| EXTRACT PROVIDED |
Start of Block
SECTION27 will be applying to intervene in the African Christian Democratic Party case after the party asked the Pretoria High Court in October to help stop the roll-out of Covid-19 Pfizer vaccine to children.
Julia Chaskalson, spokeswoman for Section27, said vaccinations for adolescents must continue so schools can reopen fully and safely.
“The intervention intends to highlight the substantial teaching and learning challenges posed by the current conditions of schooling, and the crucial role schools play in offering socio-economic safety nets for pupils.It is therefore imperative that learners are able to get back to daily learning as quickly as possible. This necessitates continuing the vaccination of adolescents,” she said.
This as the ACDP leader Reverend Kenneth Meshoe believed mandatory vaccines or vaccine passports would amount to the “dompas”.
According to Meshoe,what’s even more disturbing is that President Cyril Ramaphosa announced government had set up a task team that would undertake broad consultations on making vaccination mandatory for specific activities and locations. He said this announcement directly contradicted all his earlier undertakings that vaccinations would not be made mandatory.
“The ACDP is on record for opposing vaccine passports or mandatory vaccines. We are deeply concerned about Ramaphosa’s comments about introducing measures that make vaccination a condition for access to workplaces, public events, public transport and public establishments. This, in our view, will be discriminatory and will amount to the ‘dompass’ of the apartheid era,” said Meshoe.
“While conceding that the introduction of such measures is a difficult and complex issue, the president states that if we do not address this seriously and as a matter of urgency, we will continue to be vulnerable to new variants and will continue to suffer new waves of infection. How can making vaccines mandatory stop citizens from being vulnerable to new variants?” said Meshoe.
He said his party supported the decision to review the use of the Disaster Management Act with a view to ultimately lift the National State of Disaster. “We, like many others, have been opposed to the ongoing lockdown, which has devastated businesses, employment and the economy.”
End of Block
| EXTRACTED DATA |
Start of Block
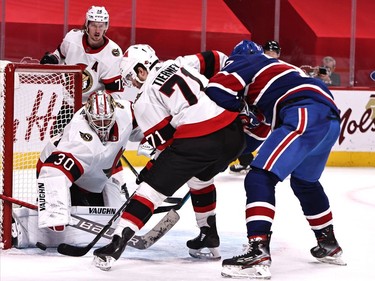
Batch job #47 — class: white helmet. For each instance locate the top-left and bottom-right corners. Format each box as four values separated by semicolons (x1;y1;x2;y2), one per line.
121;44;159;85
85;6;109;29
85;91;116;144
End of Block
Start of Block
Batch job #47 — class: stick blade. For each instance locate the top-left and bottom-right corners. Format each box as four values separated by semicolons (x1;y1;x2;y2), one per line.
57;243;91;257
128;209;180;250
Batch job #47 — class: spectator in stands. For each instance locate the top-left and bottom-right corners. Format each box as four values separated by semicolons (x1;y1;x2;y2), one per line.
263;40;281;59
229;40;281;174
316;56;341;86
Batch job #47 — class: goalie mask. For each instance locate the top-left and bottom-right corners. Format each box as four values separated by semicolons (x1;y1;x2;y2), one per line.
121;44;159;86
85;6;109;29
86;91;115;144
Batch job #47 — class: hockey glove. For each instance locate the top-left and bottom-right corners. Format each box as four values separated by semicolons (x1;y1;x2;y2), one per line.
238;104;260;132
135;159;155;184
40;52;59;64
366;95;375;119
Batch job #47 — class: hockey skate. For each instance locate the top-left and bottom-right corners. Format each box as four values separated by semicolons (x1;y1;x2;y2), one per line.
End of Block
| TASK LIST |
1. Summarize the article on the vaccine court case in two sentences.
2. Please say whether each statement agrees with the article on the vaccine court case, answering yes or no and quoting the deciding words: (a) The ACDP went to the Pretoria High Court in October. (b) Meshoe said Ramaphosa had earlier promised that vaccinations would be mandatory. (c) The ACDP supports the ongoing lockdown.

| ANSWERS GIVEN |
1. Section27 will apply to intervene in the African Christian Democratic Party's case asking the Pretoria High Court to help stop the roll-out of the Covid-19 Pfizer vaccine to children, arguing that adolescent vaccinations must continue so schools can reopen fully and safely. ACDP leader Reverend Kenneth Meshoe opposes mandatory vaccines and vaccine passports, calling them discriminatory and comparable to the apartheid-era "dompas", and his party supports reviewing the use of the Disaster Management Act with a view to lifting the National State of Disaster.

2.
(a) Yes: "the party asked the Pretoria High Court in October to help stop the roll-out of Covid-19 Pfizer vaccine to children"
(b) No: "this announcement directly contradicted all his earlier undertakings that vaccinations would not be made mandatory"
(c) No: "We, like many others, have been opposed to the ongoing lockdown"